_Exercise_.
Which lines of the records below contain the string "rock"? List each of them in full.

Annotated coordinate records
+===+
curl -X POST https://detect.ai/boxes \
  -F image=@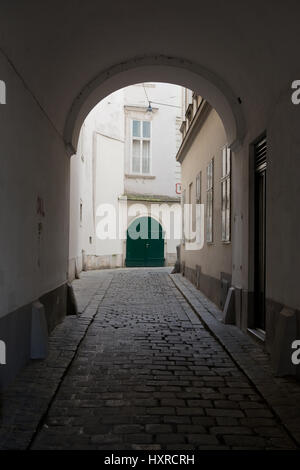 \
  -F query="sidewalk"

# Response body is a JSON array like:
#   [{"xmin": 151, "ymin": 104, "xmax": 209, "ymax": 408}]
[{"xmin": 171, "ymin": 274, "xmax": 300, "ymax": 446}]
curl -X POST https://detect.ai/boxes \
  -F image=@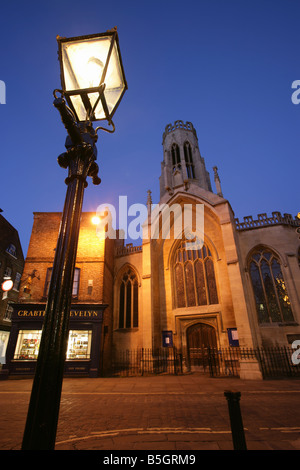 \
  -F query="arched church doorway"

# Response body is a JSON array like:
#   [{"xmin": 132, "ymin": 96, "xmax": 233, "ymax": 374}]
[{"xmin": 186, "ymin": 323, "xmax": 217, "ymax": 372}]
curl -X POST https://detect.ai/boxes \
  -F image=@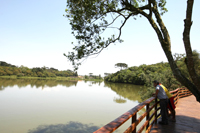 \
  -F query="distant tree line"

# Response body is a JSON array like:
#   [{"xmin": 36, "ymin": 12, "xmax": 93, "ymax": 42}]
[
  {"xmin": 84, "ymin": 73, "xmax": 103, "ymax": 80},
  {"xmin": 0, "ymin": 61, "xmax": 78, "ymax": 77},
  {"xmin": 104, "ymin": 51, "xmax": 200, "ymax": 89}
]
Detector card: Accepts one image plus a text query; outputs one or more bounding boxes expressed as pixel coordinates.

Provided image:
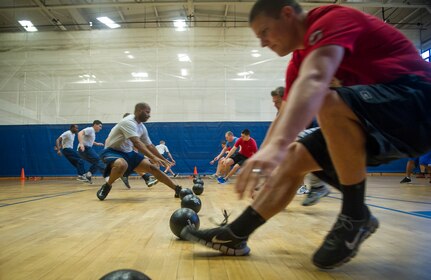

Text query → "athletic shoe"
[97,183,112,200]
[302,186,330,206]
[120,176,130,189]
[217,177,228,184]
[296,185,309,194]
[174,185,182,198]
[400,177,412,184]
[313,214,379,269]
[180,225,250,256]
[145,178,159,188]
[86,176,93,185]
[76,175,89,183]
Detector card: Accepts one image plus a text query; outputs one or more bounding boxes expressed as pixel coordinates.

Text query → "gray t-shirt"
[82,126,96,147]
[60,130,75,149]
[105,115,152,153]
[156,144,169,155]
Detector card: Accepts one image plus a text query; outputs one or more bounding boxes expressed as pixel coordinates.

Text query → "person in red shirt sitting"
[217,129,257,184]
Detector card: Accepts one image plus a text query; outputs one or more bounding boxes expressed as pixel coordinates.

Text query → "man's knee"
[317,90,356,121]
[112,158,129,170]
[283,142,320,176]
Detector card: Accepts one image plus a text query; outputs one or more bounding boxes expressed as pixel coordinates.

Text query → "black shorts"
[231,153,248,166]
[298,75,431,187]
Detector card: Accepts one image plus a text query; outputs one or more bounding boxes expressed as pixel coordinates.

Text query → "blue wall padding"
[0,122,407,177]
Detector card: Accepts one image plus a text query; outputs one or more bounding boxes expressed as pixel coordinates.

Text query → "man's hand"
[151,157,172,167]
[235,142,287,199]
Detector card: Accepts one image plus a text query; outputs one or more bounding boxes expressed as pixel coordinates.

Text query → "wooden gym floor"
[0,176,431,280]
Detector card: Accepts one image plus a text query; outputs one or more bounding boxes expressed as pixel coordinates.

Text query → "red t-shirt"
[284,5,431,100]
[235,137,257,158]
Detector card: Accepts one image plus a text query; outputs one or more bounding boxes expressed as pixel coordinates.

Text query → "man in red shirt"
[181,0,431,268]
[217,129,257,184]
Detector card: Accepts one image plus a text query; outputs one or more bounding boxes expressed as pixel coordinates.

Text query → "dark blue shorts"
[100,148,144,177]
[231,153,248,166]
[298,75,431,187]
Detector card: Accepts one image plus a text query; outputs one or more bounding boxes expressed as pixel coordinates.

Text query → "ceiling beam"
[0,0,431,13]
[33,0,67,31]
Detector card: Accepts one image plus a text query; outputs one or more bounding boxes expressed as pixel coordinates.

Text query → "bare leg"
[224,164,241,179]
[406,160,415,178]
[135,159,177,190]
[108,158,128,186]
[251,142,321,220]
[318,91,366,185]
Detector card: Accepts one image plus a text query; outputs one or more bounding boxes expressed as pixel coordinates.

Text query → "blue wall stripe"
[327,195,431,219]
[0,190,86,208]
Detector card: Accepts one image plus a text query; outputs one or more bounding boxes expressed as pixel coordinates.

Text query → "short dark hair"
[135,102,150,112]
[271,87,284,97]
[248,0,303,23]
[241,128,250,136]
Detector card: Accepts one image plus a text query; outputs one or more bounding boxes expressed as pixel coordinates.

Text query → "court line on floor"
[0,192,87,204]
[365,195,431,205]
[0,190,87,208]
[327,195,431,220]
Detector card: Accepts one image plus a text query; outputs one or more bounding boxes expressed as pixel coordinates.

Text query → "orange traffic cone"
[21,167,25,180]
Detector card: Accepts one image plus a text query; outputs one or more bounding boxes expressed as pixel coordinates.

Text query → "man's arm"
[225,146,237,159]
[168,152,175,163]
[270,45,344,149]
[129,136,165,166]
[261,100,286,148]
[78,130,85,151]
[55,136,63,156]
[214,146,227,161]
[236,45,344,197]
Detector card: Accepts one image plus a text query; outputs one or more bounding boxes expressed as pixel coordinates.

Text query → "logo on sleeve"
[308,29,323,46]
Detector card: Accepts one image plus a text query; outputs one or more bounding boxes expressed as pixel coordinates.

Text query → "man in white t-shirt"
[156,140,178,178]
[78,120,105,183]
[97,103,181,200]
[54,124,88,182]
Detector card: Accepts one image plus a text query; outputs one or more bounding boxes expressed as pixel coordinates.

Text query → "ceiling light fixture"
[97,17,121,28]
[18,20,37,32]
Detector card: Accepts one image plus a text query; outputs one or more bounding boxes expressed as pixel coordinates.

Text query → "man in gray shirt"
[97,103,181,200]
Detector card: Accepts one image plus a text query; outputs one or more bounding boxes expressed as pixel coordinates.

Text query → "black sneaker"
[174,186,182,198]
[97,183,112,200]
[400,176,412,184]
[302,186,330,206]
[181,225,250,256]
[313,214,379,269]
[85,175,93,185]
[120,176,130,189]
[145,178,159,188]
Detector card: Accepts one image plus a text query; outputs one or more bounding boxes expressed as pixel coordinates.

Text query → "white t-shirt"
[60,130,75,149]
[82,126,96,147]
[156,144,169,155]
[105,115,152,153]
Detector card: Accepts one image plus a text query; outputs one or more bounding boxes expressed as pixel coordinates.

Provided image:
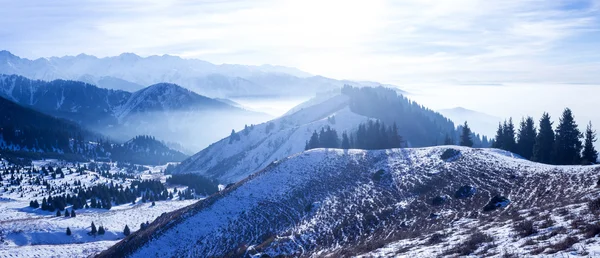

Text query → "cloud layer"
[0,0,600,84]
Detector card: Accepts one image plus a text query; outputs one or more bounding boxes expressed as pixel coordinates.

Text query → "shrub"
[447,231,494,256]
[548,236,579,254]
[427,233,446,245]
[588,197,600,213]
[454,185,477,199]
[440,149,460,160]
[483,195,510,211]
[513,220,538,237]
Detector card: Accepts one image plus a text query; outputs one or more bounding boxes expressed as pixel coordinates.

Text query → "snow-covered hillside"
[0,51,360,97]
[174,94,369,183]
[99,146,600,257]
[0,159,197,257]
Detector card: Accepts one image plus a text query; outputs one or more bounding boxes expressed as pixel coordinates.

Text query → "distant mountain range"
[0,50,390,98]
[96,146,600,258]
[0,75,268,150]
[0,94,187,165]
[438,107,501,137]
[174,87,489,183]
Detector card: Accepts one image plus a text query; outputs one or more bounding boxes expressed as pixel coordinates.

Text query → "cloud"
[0,0,600,84]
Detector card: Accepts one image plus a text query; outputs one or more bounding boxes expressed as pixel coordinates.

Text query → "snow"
[176,94,369,184]
[123,146,600,257]
[0,159,197,257]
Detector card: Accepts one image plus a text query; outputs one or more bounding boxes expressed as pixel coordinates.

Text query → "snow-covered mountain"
[97,146,600,257]
[174,87,488,184]
[0,51,376,98]
[0,75,269,150]
[438,107,501,137]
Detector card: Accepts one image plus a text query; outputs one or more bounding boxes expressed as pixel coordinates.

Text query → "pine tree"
[492,123,504,149]
[123,225,131,236]
[444,134,454,145]
[90,222,98,235]
[517,117,537,160]
[502,118,517,152]
[532,112,554,164]
[554,108,582,165]
[342,132,350,150]
[460,121,473,147]
[581,122,598,164]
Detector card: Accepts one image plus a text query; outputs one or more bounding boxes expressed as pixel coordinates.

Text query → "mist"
[93,110,273,154]
[401,83,600,147]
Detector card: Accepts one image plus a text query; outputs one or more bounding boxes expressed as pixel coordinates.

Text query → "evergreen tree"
[501,118,517,152]
[554,108,582,165]
[532,112,554,164]
[123,225,131,236]
[517,117,537,160]
[342,132,350,150]
[444,134,454,145]
[460,121,473,147]
[581,122,598,165]
[90,222,98,235]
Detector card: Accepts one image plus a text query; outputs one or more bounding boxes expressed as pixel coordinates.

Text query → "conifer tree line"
[492,108,598,165]
[305,120,404,150]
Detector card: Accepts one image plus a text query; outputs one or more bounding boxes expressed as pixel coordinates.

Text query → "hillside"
[97,147,600,257]
[110,136,188,165]
[0,51,345,98]
[174,86,490,184]
[0,75,268,150]
[0,94,99,159]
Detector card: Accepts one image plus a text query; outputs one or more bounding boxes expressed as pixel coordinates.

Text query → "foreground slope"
[98,147,600,257]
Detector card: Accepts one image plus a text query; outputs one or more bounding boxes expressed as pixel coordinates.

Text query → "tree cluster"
[492,108,598,165]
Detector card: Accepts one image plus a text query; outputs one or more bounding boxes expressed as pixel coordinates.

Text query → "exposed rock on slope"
[99,147,600,257]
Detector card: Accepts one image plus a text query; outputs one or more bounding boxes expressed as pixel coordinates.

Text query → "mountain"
[110,135,187,165]
[0,93,99,160]
[97,147,600,257]
[174,86,492,183]
[438,107,501,137]
[0,51,396,98]
[0,94,187,165]
[0,75,267,150]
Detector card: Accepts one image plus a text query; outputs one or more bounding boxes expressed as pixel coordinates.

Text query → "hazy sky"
[0,0,600,84]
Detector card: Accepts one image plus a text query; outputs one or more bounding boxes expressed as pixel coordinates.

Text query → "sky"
[0,0,600,86]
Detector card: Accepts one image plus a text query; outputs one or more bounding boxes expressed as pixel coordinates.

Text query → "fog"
[400,84,600,146]
[94,108,273,154]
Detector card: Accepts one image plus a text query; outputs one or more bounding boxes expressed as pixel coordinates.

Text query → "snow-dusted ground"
[175,95,369,184]
[103,146,600,257]
[0,160,197,257]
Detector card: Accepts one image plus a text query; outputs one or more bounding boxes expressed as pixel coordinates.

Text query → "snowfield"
[99,146,600,258]
[0,160,197,257]
[174,95,369,184]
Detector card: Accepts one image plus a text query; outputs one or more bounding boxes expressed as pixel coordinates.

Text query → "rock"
[483,195,510,211]
[454,185,477,199]
[431,195,448,206]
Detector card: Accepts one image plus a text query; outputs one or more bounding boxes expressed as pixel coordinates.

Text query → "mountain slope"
[98,147,600,257]
[0,94,98,159]
[110,135,187,165]
[0,51,394,98]
[174,87,478,184]
[0,75,269,150]
[438,107,501,137]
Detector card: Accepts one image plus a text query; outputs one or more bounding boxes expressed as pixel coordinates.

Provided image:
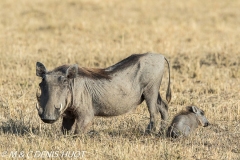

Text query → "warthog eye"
[60,76,68,84]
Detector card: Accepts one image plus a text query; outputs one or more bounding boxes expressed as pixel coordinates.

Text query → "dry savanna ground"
[0,0,240,160]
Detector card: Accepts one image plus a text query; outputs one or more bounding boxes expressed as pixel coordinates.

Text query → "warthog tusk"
[59,103,63,112]
[36,103,39,111]
[55,103,63,112]
[36,88,41,99]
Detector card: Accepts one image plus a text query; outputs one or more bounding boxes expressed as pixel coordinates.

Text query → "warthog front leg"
[157,94,168,133]
[62,117,75,134]
[74,115,94,134]
[144,88,159,133]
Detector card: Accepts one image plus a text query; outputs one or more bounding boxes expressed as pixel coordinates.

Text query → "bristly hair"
[175,105,198,116]
[48,65,111,79]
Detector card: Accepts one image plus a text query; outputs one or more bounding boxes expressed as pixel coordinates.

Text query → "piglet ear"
[192,106,197,113]
[186,106,197,113]
[36,62,47,77]
[66,64,78,79]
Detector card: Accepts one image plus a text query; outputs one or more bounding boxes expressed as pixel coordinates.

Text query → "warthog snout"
[36,103,63,123]
[203,122,210,127]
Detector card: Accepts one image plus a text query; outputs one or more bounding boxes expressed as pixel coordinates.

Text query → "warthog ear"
[192,106,197,113]
[66,64,78,79]
[186,106,197,113]
[36,62,47,77]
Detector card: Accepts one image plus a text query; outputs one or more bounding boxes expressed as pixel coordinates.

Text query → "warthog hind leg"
[62,117,75,134]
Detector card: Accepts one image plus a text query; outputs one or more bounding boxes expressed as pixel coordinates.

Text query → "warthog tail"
[164,57,172,103]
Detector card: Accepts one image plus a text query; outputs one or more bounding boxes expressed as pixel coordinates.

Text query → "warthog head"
[186,106,209,127]
[36,62,78,123]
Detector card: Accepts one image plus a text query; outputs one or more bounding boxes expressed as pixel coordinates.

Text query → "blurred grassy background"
[0,0,240,159]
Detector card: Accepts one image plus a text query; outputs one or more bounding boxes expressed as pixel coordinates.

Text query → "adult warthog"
[36,53,171,134]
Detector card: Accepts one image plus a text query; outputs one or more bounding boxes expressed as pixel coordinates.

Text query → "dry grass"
[0,0,240,160]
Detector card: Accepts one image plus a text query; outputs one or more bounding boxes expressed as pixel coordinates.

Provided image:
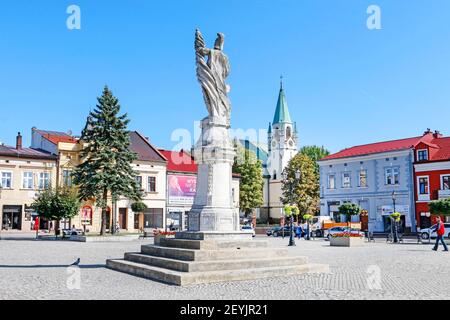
+===+
_Final answer_.
Text query → "exposed rock on slope"
Text query → "rock"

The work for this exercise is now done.